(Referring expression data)
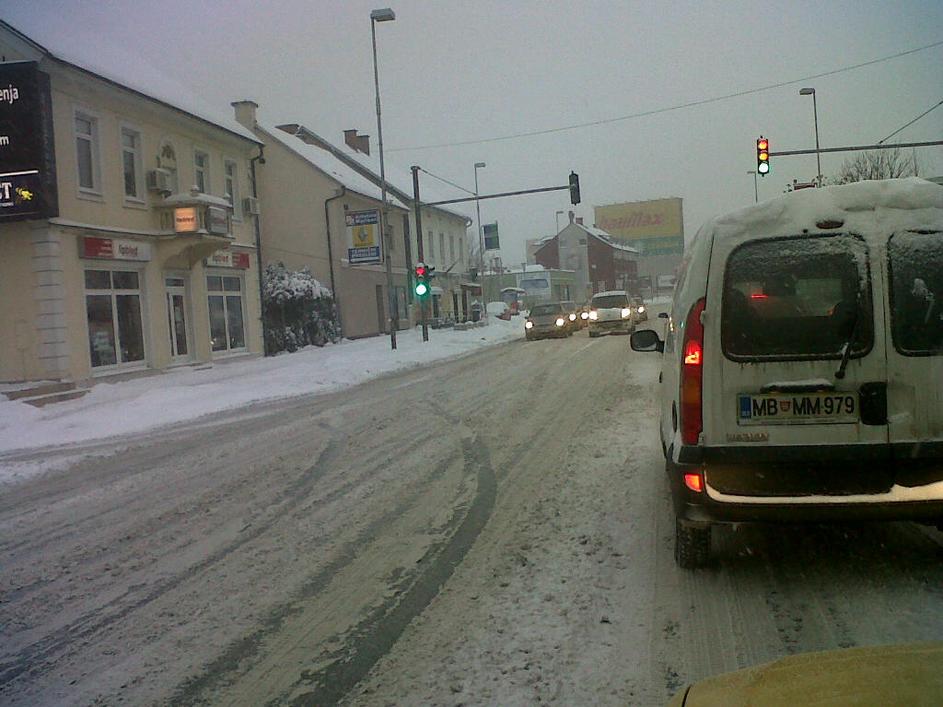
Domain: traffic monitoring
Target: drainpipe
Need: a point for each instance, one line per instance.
(330, 253)
(260, 158)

> WHAT TO WORK ON
What is wanted is a verbatim transcription of every record above, pictures excluded.

> SOLUTION TO THE EXERCISE
Domain: traffic monitoring
Target: drainpipe
Need: a point for each instance, one line per instance.
(330, 253)
(260, 158)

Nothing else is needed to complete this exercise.